**Stated problem A**
In the article, how many ways to remove an army of 1/1 Soldier tokens do Sultai Food lists typically have?
**Stated problem B**
Retype the stretch of the article from "Ultimately, March of" through "slowing their development.".
**Stated problem C**
For each statement, say whether it agrees with the article, and quote the words that decide it: (i) Simic Food handles wide battlefields well. (ii) In the week before the event, the author lost only one match against an Oko variant. (iii) Noxious Grasp does a lot against the author's deck.

**Page**
_ _ _ _ _ _ _
It is also conveniently a strategy that is powerful against Simic Food. Simic is naturally very good at playing one card a turn for the first few turns, and ramping into powerful spells, but it has trouble handling wide battlefields, as it showed against Field of the Dead Zombie tokens. Playing one-for-one removal against a deck that has so many cheap creatures and few critical pieces is a bad plan against most of the deck, and utterly useless once March of the Multitudes has resolved. In fact, there are so few ways for Simic Food to stop a resolved March of the Multitudes that I quickly realized that if they didn't have the mana to counter it, then it was probably right to cast the spell during my own main phase. Against the pure Simic variants, or game one against Sultai, I frequently play it the first time they tap out and the March would be reasonably large. Frequently, it is just game over for the opponent.
Ultimately, March of the Multitudes is why this deck is so well positioned. Even against the Sultai Food lists, there are typically only between one and three ways to remove an army of 1/1 Soldier tokens from the battlefield. The week leading up to the event, I only lost one match against an Oko variant.
While the shift to play Sultai seems like it may be difficult for Selesnya, especially when Noxious Grasp is ostensibly a hate card for green and white… it mostly doesn't do much against this deck. Sure, it can kill Edgewall Innkeeper or Venerated Loxodon, but trading down on mana and cards is typically not relevant against Selesnya. Further, as long as Edgewall Innkeeper is allowed to draw at least one or two cards first, it's okay if Innkeeper dies because it means that the Sultai deck is not playing a Paradise Druid or Oko, Thief of Crowns on their turn, slowing their development.
During the Mythic Championship Qualifier, I played against Sultai Food, Bant Food, Simic Food, Golgari Adventures and Four-Color Wolves. My losses were to Sultai Food when my deck completely imploded between mana issues and Once Upon a Time, and the Four-Color Wolves deck which seems… very well suited to handle aggressive decks between Wicked Wolf, Tolsimir, Friend to Wolves and Garruk, Cursed Huntsman. And because the tournament format is incredibly brutal, two losses early meant that I was out of the competition.
_ _ _ _ _ _ _
**Extracted entries**
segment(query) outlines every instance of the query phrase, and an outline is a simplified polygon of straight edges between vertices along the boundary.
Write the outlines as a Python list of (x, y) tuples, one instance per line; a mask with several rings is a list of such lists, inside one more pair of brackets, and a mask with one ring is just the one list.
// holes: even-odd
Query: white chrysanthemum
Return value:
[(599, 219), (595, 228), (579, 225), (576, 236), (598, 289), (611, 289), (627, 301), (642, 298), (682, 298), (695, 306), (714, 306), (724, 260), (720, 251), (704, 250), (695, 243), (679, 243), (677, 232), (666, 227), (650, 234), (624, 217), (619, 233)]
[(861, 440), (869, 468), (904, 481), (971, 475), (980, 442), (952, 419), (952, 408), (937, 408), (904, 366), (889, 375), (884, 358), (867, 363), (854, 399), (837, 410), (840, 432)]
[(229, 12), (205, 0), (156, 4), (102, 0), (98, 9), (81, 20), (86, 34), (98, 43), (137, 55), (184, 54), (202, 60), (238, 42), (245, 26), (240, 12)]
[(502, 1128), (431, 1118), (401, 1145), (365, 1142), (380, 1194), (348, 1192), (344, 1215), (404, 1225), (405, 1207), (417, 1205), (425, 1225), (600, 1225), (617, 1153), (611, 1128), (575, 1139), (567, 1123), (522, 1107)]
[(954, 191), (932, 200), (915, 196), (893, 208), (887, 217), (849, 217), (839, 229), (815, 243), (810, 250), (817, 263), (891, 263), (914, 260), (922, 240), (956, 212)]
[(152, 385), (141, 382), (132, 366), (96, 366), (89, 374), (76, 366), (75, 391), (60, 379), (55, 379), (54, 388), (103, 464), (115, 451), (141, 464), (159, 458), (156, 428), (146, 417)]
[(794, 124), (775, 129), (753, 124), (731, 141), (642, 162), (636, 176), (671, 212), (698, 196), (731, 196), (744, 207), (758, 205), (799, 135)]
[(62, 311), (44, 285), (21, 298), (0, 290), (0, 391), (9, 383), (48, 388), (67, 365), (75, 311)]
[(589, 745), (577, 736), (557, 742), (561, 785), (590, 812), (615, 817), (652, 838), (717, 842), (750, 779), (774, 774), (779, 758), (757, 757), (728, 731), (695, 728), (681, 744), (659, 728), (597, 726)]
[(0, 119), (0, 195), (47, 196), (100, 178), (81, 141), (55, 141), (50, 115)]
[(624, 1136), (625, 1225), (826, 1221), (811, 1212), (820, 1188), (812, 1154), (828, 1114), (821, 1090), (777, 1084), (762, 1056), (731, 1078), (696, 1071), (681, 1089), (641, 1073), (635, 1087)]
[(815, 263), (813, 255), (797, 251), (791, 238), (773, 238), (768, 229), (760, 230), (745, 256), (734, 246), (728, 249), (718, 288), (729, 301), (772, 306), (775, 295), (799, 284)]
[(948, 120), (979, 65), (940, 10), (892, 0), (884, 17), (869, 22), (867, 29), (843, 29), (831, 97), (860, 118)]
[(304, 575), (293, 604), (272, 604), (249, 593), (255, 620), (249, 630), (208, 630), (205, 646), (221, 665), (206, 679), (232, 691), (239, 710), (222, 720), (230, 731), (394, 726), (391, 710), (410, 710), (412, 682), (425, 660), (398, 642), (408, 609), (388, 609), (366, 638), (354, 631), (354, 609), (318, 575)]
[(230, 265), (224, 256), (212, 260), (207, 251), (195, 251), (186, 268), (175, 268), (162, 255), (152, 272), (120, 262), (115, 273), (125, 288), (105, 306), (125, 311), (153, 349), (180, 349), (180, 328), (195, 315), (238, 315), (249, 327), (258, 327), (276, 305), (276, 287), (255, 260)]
_ _ _ _ _ _ _
**Full output A**
Typically only between one and three.

**Full output B**
Ultimately, March of the Multitudes is why this deck is so well positioned. Even against the Sultai Food lists, there are typically only between one and three ways to remove an army of 1/1 Soldier tokens from the battlefield. The week leading up to the event, I only lost one match against an Oko variant.
While the shift to play Sultai seems like it may be difficult for Selesnya, especially when Noxious Grasp is ostensibly a hate card for green and white… it mostly doesn't do much against this deck. Sure, it can kill Edgewall Innkeeper or Venerated Loxodon, but trading down on mana and cards is typically not relevant against Selesnya. Further, as long as Edgewall Innkeeper is allowed to draw at least one or two cards first, it's okay if Innkeeper dies because it means that the Sultai deck is not playing a Paradise Druid or Oko, Thief of Crowns on their turn, slowing their development.

**Full output C**
(i) No: "it has trouble handling wide battlefields"
(ii) Yes: "The week leading up to the event, I only lost one match against an Oko variant."
(iii) No: "it mostly doesn't do much against this deck"